**Given data:**
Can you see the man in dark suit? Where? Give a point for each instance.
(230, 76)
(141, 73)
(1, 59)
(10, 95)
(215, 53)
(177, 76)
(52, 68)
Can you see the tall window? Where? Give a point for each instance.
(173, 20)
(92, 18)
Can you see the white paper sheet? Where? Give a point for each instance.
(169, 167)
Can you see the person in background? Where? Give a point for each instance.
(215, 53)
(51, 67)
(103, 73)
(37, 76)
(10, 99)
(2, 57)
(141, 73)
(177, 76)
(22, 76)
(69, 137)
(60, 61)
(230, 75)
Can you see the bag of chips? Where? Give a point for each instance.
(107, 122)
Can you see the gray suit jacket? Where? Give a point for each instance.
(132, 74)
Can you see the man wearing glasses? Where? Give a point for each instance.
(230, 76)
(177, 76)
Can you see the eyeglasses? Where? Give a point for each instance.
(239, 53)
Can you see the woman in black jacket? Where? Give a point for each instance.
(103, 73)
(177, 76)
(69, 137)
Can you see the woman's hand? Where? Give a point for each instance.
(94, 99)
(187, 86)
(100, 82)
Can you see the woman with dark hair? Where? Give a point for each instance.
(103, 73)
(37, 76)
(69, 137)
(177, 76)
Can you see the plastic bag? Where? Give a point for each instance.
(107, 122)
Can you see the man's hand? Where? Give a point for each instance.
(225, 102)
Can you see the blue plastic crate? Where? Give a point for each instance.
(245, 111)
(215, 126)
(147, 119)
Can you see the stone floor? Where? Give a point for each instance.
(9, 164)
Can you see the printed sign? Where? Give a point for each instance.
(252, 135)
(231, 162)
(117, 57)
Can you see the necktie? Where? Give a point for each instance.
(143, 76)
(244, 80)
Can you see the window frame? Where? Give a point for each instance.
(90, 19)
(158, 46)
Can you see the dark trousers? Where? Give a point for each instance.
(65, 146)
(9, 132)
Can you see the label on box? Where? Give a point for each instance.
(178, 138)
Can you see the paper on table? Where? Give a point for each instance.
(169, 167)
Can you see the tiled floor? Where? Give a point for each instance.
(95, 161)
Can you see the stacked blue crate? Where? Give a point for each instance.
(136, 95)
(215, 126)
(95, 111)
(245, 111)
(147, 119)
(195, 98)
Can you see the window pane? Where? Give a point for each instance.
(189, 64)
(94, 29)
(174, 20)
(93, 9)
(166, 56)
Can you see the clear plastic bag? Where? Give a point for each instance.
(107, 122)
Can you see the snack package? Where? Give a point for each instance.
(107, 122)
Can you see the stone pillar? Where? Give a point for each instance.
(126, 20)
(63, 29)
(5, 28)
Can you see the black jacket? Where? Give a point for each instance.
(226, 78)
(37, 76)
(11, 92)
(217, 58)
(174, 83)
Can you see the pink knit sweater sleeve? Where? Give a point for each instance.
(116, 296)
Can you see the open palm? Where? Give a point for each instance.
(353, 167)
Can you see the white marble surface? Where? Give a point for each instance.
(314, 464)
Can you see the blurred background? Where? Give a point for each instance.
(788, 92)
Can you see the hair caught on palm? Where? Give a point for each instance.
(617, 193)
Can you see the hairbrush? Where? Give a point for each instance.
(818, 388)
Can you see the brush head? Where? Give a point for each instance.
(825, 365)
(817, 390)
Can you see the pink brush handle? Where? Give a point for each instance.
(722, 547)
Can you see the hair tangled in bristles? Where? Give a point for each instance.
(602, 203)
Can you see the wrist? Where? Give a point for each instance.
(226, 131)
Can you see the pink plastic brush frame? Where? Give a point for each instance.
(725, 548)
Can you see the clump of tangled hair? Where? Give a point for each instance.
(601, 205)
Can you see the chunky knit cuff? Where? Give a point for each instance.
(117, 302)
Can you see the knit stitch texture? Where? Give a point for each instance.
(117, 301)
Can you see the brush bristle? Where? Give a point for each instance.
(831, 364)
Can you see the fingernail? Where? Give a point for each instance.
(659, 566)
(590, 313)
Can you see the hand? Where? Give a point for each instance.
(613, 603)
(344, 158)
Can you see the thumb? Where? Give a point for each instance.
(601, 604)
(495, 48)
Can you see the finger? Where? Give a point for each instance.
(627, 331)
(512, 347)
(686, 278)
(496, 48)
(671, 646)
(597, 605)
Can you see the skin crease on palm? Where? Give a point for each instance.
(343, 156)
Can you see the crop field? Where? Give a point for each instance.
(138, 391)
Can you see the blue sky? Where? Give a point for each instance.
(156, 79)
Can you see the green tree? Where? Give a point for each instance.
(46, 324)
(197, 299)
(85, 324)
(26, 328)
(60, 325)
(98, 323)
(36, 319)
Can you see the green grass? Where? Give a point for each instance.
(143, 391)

**Task goal:** Return all of the data above exactly, leaving out no line.

**Solved exercise:**
Can you see the man in dark suit? Where? Give a point for each instance.
(230, 76)
(141, 73)
(1, 59)
(10, 95)
(215, 53)
(177, 76)
(52, 68)
Can you see the tall window? Where? Give a point for each instance.
(173, 20)
(92, 18)
Can you see the white paper sheet? Where? Give a point for each instance.
(169, 167)
Can you see the person in background? Where? Give a point for each instance.
(215, 53)
(51, 67)
(103, 73)
(37, 76)
(10, 99)
(2, 57)
(141, 73)
(177, 76)
(22, 76)
(69, 137)
(60, 61)
(230, 75)
Can you see the bag of chips? Where? Give a point for each instance.
(107, 122)
Can you see the gray suit jacket? Where? Give a point for each instance.
(132, 74)
Can you see the man wearing glasses? Where? Give a point for each instance.
(230, 76)
(177, 76)
Can you see the eyeglasses? Where? Give a point for each instance.
(239, 53)
Can you see the woman in black jacket? Where? Give a point for each instance.
(103, 73)
(177, 76)
(69, 137)
Can you see the woman's hand? Where? Give a point for each instance.
(94, 99)
(187, 86)
(100, 82)
Can you see the woman with dark hair? Where? Give a point for each instance.
(103, 73)
(37, 76)
(69, 137)
(177, 76)
Can you see the plastic bag? Where? Give a point for each instance.
(107, 122)
Can you see the man's hand? Where? Give a point for each instance.
(225, 102)
Can you see the blue plastic crate? Where? Give a point for each instance.
(245, 111)
(215, 126)
(147, 119)
Can you see the stone floor? Where? Give a point for each instance.
(9, 164)
Can you see the printed sign? Where? Give a point for each instance.
(252, 135)
(231, 162)
(117, 57)
Can you see the necktie? Where? Give a point for each instance.
(143, 76)
(244, 80)
Can you see the window frame? Where? Give a point for each instance.
(90, 19)
(158, 46)
Can you see the dark trousers? Where? Give a point for each instance.
(65, 146)
(9, 132)
Can you see the label on box? Where? Give a point for each instance.
(178, 138)
Can you see the paper on table? Where? Give a point for each instance.
(169, 167)
Can you see the tiled floor? Where? Give a point for each instance.
(95, 161)
Can you see the stacked blue crate? Where? Give a point for each instance.
(136, 95)
(215, 126)
(95, 111)
(245, 111)
(147, 119)
(195, 98)
Can you see the window pane? Where? Give a point for each instance.
(189, 64)
(94, 29)
(174, 20)
(93, 9)
(166, 56)
Can you see the clear plastic bag? Where? Give a point for each instance.
(107, 122)
Can you see the snack package? Where? Give a point for each instance.
(107, 122)
Can you see the stone pillar? Where? Give a point for each instance.
(126, 20)
(63, 29)
(5, 28)
Can you see the black jacket? Where? Give a point for each instance.
(226, 78)
(37, 76)
(11, 92)
(217, 58)
(174, 83)
Can you see the pink knit sweater sleeve? Where? Give a point for each instance.
(116, 296)
Can you see the open palm? Where? Give a point for each instance.
(353, 167)
Can you see the white marble surface? Where? Give a point for each instance.
(314, 464)
Can you see the blurred background? Where? Give a point for each instance.
(788, 92)
Can you see the hair caught on palm? Where? Give a point for each instance.
(617, 193)
Can you see the hairbrush? Where? Give a point for each instance.
(818, 388)
Can you see the brush head? Where? Give a point for each instance.
(825, 365)
(817, 390)
Can you see the pink brush handle? Where? Give a point for each instance.
(722, 547)
Can you see the hair tangled in bristles? Where? Give a point for each instance.
(602, 203)
Can you see the wrist? Where? Give a point for each instance.
(226, 131)
Can you see the pink plastic brush frame? Where? Give a point for each instance.
(725, 548)
Can you see the clump of tangled hair? Where? Give a point for each instance.
(601, 205)
Can you see the chunky knit cuff? Where? Give a point for each instance.
(117, 302)
Can you see the knit stitch texture? Where? Give a point for each instance.
(117, 301)
Can you see the brush bristle? Where? Give a point for each instance.
(831, 364)
Can you see the fingernail? Where? Give a point for each instance.
(659, 566)
(590, 313)
Can you see the hand? Where? Give a point for each instance.
(613, 603)
(344, 158)
Can you see the thumb? Where? Give a point for each instance.
(601, 604)
(495, 48)
Can you see the finger? Where? Give a point for each instance.
(627, 331)
(512, 347)
(686, 278)
(496, 48)
(671, 646)
(597, 605)
Can you see the skin crease on palm? Where? Give a point for each instance.
(343, 156)
Can you see the crop field? Where? Give a point for each instance.
(138, 391)
Can you see the blue sky? Where? Give a point for each instance.
(156, 79)
Can you see the green tree? Where? Give a point for each instance.
(46, 324)
(197, 299)
(85, 324)
(26, 328)
(60, 325)
(98, 323)
(36, 319)
Can you see the green grass? Where? Give a point for each instance.
(143, 391)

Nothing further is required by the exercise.